**Work task**
Nothing but the text belongs in the answer: the listing below, copied exactly, without pictures.
** Opening Input material block **
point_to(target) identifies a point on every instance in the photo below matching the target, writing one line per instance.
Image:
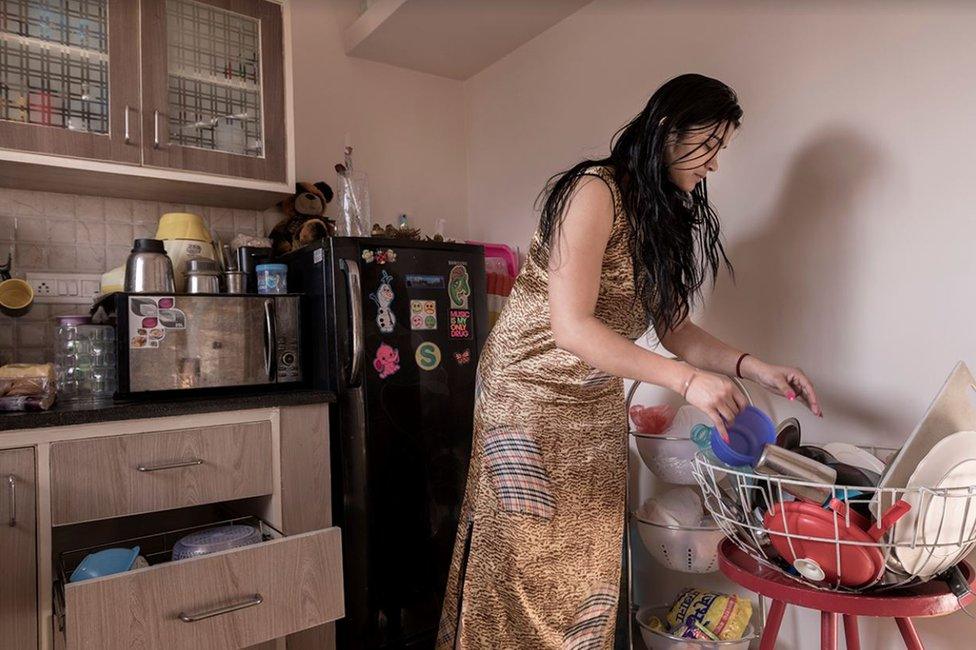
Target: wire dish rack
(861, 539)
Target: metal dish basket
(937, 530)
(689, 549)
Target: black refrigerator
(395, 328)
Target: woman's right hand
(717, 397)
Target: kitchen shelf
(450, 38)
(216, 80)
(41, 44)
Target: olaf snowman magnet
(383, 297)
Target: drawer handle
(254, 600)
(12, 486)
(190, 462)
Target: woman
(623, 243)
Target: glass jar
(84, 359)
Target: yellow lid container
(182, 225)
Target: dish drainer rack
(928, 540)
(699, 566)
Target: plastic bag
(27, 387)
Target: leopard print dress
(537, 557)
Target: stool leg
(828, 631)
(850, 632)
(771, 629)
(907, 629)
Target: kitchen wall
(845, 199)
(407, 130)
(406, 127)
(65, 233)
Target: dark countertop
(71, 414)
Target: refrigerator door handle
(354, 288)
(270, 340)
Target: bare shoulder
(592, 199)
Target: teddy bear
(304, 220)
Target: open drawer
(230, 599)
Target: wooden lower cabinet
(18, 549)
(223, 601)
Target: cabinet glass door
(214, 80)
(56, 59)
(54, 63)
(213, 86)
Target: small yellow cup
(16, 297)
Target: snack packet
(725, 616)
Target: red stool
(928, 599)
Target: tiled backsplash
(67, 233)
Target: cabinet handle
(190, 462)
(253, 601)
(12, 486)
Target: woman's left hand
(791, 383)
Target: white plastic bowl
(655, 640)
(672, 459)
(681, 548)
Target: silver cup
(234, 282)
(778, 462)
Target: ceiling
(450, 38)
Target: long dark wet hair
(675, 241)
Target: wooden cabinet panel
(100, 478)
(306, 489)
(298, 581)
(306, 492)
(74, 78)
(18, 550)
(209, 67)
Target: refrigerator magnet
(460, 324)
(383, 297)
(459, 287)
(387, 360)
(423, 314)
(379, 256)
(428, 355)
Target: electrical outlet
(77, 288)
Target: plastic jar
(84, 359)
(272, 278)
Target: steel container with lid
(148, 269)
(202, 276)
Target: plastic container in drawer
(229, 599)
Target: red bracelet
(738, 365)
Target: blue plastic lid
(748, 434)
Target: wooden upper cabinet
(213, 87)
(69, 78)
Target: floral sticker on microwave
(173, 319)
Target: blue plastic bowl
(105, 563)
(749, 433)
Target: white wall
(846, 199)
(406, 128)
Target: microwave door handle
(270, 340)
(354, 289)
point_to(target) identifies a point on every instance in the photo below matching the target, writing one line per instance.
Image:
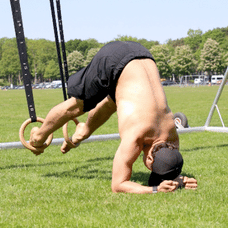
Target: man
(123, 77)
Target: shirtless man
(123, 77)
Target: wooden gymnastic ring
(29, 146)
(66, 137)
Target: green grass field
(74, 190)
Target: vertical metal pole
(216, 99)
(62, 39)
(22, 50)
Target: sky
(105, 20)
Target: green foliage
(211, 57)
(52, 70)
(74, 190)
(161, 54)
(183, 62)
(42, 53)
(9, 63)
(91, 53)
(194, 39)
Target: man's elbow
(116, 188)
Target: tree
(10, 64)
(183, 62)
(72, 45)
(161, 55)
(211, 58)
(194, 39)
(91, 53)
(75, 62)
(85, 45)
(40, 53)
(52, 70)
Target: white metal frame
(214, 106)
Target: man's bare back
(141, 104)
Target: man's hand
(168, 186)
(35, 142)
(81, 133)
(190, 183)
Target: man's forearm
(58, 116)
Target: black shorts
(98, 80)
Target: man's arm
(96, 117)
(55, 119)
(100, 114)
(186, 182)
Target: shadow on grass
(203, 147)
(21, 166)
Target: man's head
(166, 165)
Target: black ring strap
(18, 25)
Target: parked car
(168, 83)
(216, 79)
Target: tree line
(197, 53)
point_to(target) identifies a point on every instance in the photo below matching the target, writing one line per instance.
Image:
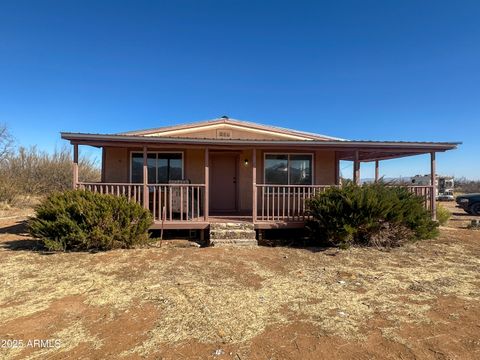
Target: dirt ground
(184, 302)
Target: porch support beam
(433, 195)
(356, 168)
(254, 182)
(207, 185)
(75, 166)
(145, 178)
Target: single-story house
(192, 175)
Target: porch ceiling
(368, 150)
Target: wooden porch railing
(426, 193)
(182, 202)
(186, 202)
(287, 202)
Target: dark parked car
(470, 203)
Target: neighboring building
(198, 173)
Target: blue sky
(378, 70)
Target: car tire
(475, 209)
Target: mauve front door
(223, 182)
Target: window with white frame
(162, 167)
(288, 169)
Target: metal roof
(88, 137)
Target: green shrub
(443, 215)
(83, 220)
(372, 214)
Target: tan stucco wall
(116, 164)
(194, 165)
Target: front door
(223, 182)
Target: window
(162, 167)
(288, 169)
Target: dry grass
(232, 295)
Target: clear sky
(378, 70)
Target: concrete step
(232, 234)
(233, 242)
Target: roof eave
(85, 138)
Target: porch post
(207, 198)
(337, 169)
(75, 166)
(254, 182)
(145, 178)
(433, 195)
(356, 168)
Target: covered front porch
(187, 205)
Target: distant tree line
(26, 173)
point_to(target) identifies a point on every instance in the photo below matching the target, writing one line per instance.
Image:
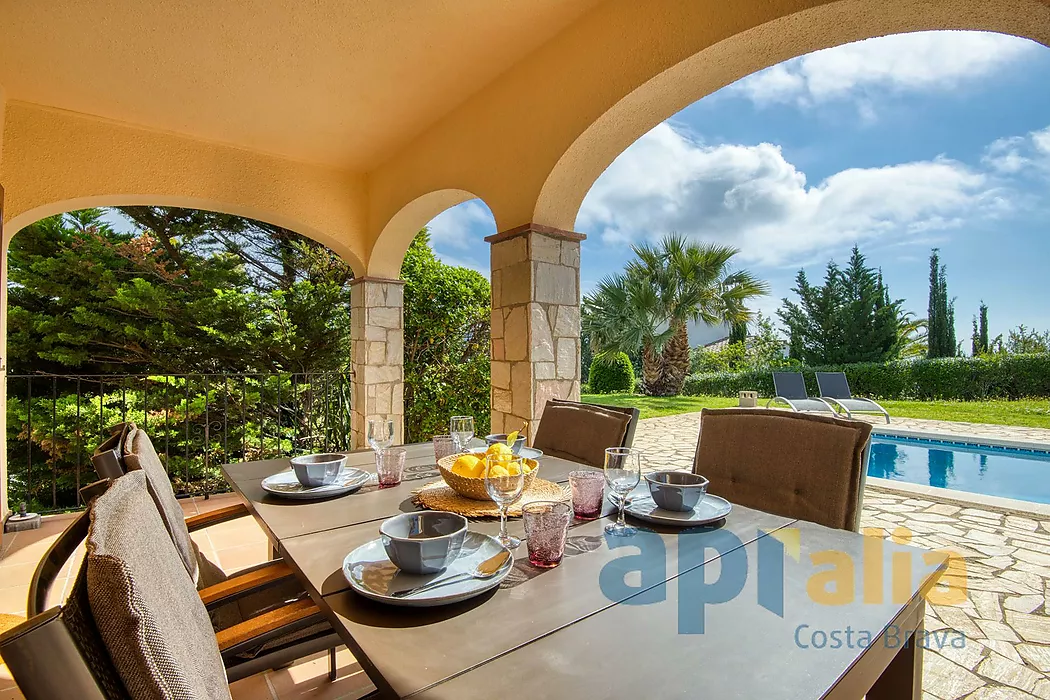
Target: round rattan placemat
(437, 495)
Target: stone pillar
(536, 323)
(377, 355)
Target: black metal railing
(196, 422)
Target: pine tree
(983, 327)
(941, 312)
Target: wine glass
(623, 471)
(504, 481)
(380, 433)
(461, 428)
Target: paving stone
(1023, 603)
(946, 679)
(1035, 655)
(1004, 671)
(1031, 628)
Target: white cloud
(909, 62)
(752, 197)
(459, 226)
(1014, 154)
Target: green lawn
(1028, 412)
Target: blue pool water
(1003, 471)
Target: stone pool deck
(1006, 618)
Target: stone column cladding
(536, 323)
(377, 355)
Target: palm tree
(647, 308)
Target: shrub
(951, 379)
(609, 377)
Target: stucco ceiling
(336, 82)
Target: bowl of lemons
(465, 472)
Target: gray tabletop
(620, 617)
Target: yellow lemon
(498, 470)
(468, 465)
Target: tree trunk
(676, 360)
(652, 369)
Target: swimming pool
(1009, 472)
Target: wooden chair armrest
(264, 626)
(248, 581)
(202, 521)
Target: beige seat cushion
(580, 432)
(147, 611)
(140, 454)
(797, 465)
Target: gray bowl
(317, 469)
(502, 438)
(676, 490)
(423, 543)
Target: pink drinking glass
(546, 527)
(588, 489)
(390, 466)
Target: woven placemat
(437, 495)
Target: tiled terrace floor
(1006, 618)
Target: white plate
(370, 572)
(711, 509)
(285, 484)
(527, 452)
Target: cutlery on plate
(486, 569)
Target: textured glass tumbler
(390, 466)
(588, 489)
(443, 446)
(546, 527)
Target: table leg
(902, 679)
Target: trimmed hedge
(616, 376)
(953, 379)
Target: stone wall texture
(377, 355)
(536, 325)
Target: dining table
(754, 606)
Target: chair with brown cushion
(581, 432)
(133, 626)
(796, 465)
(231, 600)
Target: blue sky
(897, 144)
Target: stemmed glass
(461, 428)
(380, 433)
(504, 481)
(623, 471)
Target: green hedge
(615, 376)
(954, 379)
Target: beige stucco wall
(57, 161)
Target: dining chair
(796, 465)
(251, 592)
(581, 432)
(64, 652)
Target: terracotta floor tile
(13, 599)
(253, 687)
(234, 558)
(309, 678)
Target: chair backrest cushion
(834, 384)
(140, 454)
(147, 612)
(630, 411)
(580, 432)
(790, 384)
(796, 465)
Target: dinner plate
** Closing Input material block **
**Response area**
point_to(target) identifies a point on every instance in the photo below matching the target, writing one line per instance.
Image:
Target: wire dish rack
(861, 539)
Target: metal dish basket
(937, 530)
(689, 549)
Target: black refrigerator
(395, 328)
Target: woman's right hand
(717, 397)
Target: kitchen shelf
(450, 38)
(216, 80)
(41, 44)
Target: olaf snowman magnet
(383, 297)
Target: drawer handle
(254, 600)
(12, 486)
(190, 462)
Target: woman
(623, 243)
Target: glass jar
(84, 359)
Target: yellow lid container
(182, 225)
Target: dish drainer rack
(928, 540)
(699, 566)
Target: plastic bag
(27, 387)
Target: leopard print dress
(537, 557)
Target: stool leg
(828, 631)
(850, 632)
(771, 629)
(907, 629)
Target: kitchen wall
(845, 199)
(407, 130)
(406, 127)
(65, 233)
Target: dark countertop
(71, 414)
Target: refrigerator door handle
(354, 288)
(270, 340)
Target: bare shoulder
(592, 199)
Target: teddy bear
(304, 220)
Target: open drawer
(230, 599)
Target: wooden lower cabinet
(18, 549)
(223, 601)
Target: cabinet glass door
(214, 80)
(56, 59)
(54, 63)
(213, 86)
Target: small yellow cup
(16, 297)
Target: snack packet
(725, 616)
Target: red stool
(928, 599)
Target: tiled backsplash
(67, 233)
Target: cabinet handle
(190, 462)
(253, 601)
(12, 486)
Target: woman's left hand
(791, 383)
Target: white plastic bowl
(655, 640)
(672, 459)
(681, 548)
Target: silver cup
(234, 282)
(778, 462)
Target: ceiling
(450, 38)
Target: long dark wet hair
(675, 241)
Target: wooden cabinet panel
(100, 478)
(306, 489)
(298, 581)
(306, 492)
(74, 78)
(18, 550)
(209, 67)
Target: refrigerator magnet
(460, 324)
(383, 297)
(459, 287)
(387, 360)
(423, 314)
(379, 256)
(428, 355)
Target: electrical outlet
(77, 288)
Target: plastic jar
(84, 359)
(272, 278)
Target: steel container with lid
(148, 269)
(202, 276)
Target: plastic container in drawer
(229, 599)
Target: red bracelet
(738, 365)
Target: blue plastic lid
(748, 434)
Target: wooden upper cabinet
(213, 87)
(69, 78)
Target: floral sticker on microwave
(173, 319)
Target: blue plastic bowl
(105, 563)
(749, 433)
Target: white wall
(846, 199)
(406, 128)
Target: microwave door handle
(270, 340)
(354, 289)
point_to(target) identifies a point on every instance in the photo below matching the target, writing one line per instance.
Image:
Target: man
(123, 77)
Target: shirtless man
(123, 77)
Target: wooden gymnastic ring
(29, 146)
(66, 137)
Target: green grass field
(74, 190)
Target: vertical metal pole
(216, 99)
(62, 39)
(22, 50)
Target: sky
(105, 20)
Target: green foliage
(211, 57)
(52, 70)
(74, 190)
(161, 54)
(183, 62)
(42, 53)
(9, 63)
(91, 53)
(194, 39)
Target: man's elbow
(116, 188)
Target: tree
(10, 64)
(183, 62)
(72, 45)
(161, 55)
(211, 58)
(194, 39)
(91, 53)
(75, 62)
(85, 45)
(40, 53)
(52, 70)
Target: white metal frame
(214, 106)
Target: man's bare back
(141, 104)
Target: man's hand
(168, 186)
(35, 142)
(81, 133)
(190, 183)
Target: man's forearm
(58, 116)
Target: black shorts
(98, 80)
Target: man's arm
(96, 117)
(55, 119)
(100, 114)
(186, 182)
Target: shadow on grass
(203, 147)
(21, 166)
Target: man's head
(166, 165)
Target: black ring strap
(18, 25)
Target: parked car
(168, 83)
(216, 79)
Target: tree line
(197, 53)
point_to(target) identifies a point on every instance in the photo below matching the target, writing one line per instance.
Image:
Target: dirt ground
(184, 302)
Target: porch support beam
(433, 195)
(356, 168)
(254, 182)
(207, 185)
(75, 166)
(145, 178)
Target: single-story house
(192, 175)
Target: porch ceiling
(368, 150)
Target: wooden porch railing
(426, 193)
(182, 202)
(186, 202)
(287, 202)
Target: dark parked car
(470, 203)
Target: neighboring building
(198, 173)
Target: blue sky
(378, 70)
Target: car tire
(475, 209)
Target: mauve front door
(223, 182)
Target: window with white frame
(162, 167)
(288, 169)
Target: metal roof
(88, 137)
Target: green shrub
(443, 215)
(83, 220)
(372, 214)
Target: tan stucco wall
(116, 164)
(194, 165)
Target: front door
(223, 182)
Target: window
(162, 167)
(288, 169)
Target: dry grass
(232, 295)
Target: clear sky
(378, 70)
Target: concrete step
(232, 234)
(233, 242)
Target: roof eave
(85, 138)
Target: porch post
(207, 198)
(337, 169)
(75, 166)
(254, 182)
(145, 178)
(433, 195)
(356, 168)
Target: covered front porch
(187, 205)
Target: distant tree line
(26, 173)
point_to(target) identifies a point on every instance in the photo below matching the target, writing one line per instance.
Image:
Target: round rattan placemat
(437, 495)
Target: stone pillar
(536, 323)
(377, 355)
Target: black metal railing
(196, 422)
Target: pine tree
(983, 327)
(941, 312)
Target: wine glass
(623, 471)
(504, 481)
(380, 433)
(461, 428)
Target: paving stone
(1023, 603)
(946, 679)
(1035, 655)
(1004, 671)
(1031, 628)
Target: white cloud
(909, 62)
(752, 197)
(459, 226)
(1014, 154)
Target: green lawn
(1028, 412)
Target: blue pool water
(1003, 471)
Target: stone pool deck
(1006, 618)
Target: stone column cladding
(536, 323)
(377, 355)
Target: palm tree
(647, 308)
Target: shrub
(951, 379)
(609, 377)
Target: stucco ceiling
(336, 82)
Target: bowl of lemons
(465, 472)
Target: gray tabletop
(620, 617)
Target: yellow lemon
(498, 470)
(468, 465)
Target: tree trunk
(676, 360)
(652, 369)
Target: swimming pool
(1009, 472)
Target: wooden chair armrest
(264, 626)
(248, 581)
(202, 521)
Target: beige seat cushion
(580, 432)
(147, 611)
(140, 454)
(797, 465)
Target: gray bowl
(317, 469)
(502, 438)
(676, 490)
(423, 543)
Target: pink drinking glass
(546, 527)
(588, 489)
(390, 466)
Target: woven placemat
(437, 495)
Target: tiled terrace floor
(1006, 618)
Target: white plate
(370, 572)
(711, 509)
(285, 484)
(527, 452)
Target: cutlery on plate
(486, 569)
Target: textured glass tumbler
(390, 466)
(588, 489)
(443, 446)
(546, 527)
Target: table leg
(902, 679)
Target: trimmed hedge
(616, 376)
(953, 379)
Target: stone wall texture
(377, 355)
(536, 325)
Target: dining table
(754, 606)
Target: chair with brown cushion
(581, 432)
(133, 626)
(796, 465)
(231, 600)
Target: blue sky
(897, 144)
Target: stemmed glass
(461, 428)
(380, 433)
(504, 481)
(623, 471)
Target: green hedge
(615, 376)
(954, 379)
Target: beige stucco wall
(57, 161)
Target: dining chair
(796, 465)
(251, 592)
(581, 432)
(64, 652)
Target: terracotta floor tile
(13, 599)
(253, 687)
(234, 558)
(309, 678)
Target: chair backrest cushion
(834, 384)
(140, 454)
(147, 612)
(630, 411)
(580, 432)
(790, 384)
(796, 465)
Target: dinner plate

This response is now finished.